Dave Beck, Remco Peters, Gemma Bridge, Francis Poitier, Ben Pearson

Modern welfare in the United Kingdom is a universal (dis)credit to Beveridge. Is it time for a basic income?

  • Public Administration
  • Sociology and Political Science
  • Development

AbstractUniversal Credit signalled a revolution in the delivery and costs of welfare provisioning. UC aimed to reduce spending on welfare, but in doing so now threatens the stability of a functioning and cohesive society. Over recent years, and most notably during the COVID‐19 pandemic, it has become ever clearer that adequate social security is vital to the functioning of society, as well as to the health and well‐being of the population. Yet this period has also served to highlight the fragility and insufficiency of welfare in the United Kingdom. This article explores how the current welfare crisis, is associated with UC. In this article, we also consider the uncertainty that UC has created in most recipients. We argue that there are other ways to support the most vulnerable in society, and that we are now at that critical juncture in needing to make significant change. Universal Basic Income (UBI) offers one such alternative by offering stable, individual, non‐means tested, and unconditional money transfers, to all citizens. Over the last decade, there have been multiple experiments around the world trialling basic income, each of which has a specific focus, or target population, as different elements of a UBI were scrutinised. In this article, we reflect upon what we consider to be the potential shortcomings of the current welfare system in the United Kingdom as a move away from its origin, arguing that the United Kingdom is now primed for UBI to be considered a fair and legitimate way to provide social security.

## WHAT YOU SHOULD DO
Condense the abstract on Universal Credit and basic income into two sentences.

## Dataset excerpts
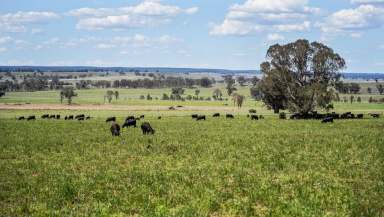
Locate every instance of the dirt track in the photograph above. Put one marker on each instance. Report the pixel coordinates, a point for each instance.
(110, 107)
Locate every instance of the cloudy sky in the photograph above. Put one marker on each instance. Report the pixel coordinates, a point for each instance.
(233, 34)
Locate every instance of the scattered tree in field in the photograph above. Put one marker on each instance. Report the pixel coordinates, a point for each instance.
(298, 76)
(68, 93)
(197, 92)
(352, 98)
(241, 80)
(238, 100)
(358, 99)
(217, 94)
(380, 88)
(230, 82)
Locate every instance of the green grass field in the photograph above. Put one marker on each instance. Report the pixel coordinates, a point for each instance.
(217, 167)
(214, 168)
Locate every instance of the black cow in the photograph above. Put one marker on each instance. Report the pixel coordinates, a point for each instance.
(216, 115)
(375, 115)
(254, 117)
(32, 117)
(115, 129)
(252, 111)
(327, 120)
(229, 116)
(111, 119)
(201, 117)
(147, 129)
(129, 123)
(80, 116)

## ANSWER TO THIS TASK
Universal Credit aimed to reduce spending on welfare but now threatens the stability of a functioning and cohesive society, and the COVID-19 pandemic highlighted the fragility and insufficiency of welfare in the United Kingdom. The authors propose Universal Basic Income, with stable, individual, non-means-tested and unconditional money transfers to all citizens, arguing that the United Kingdom is now primed to consider it a fair and legitimate way to provide social security.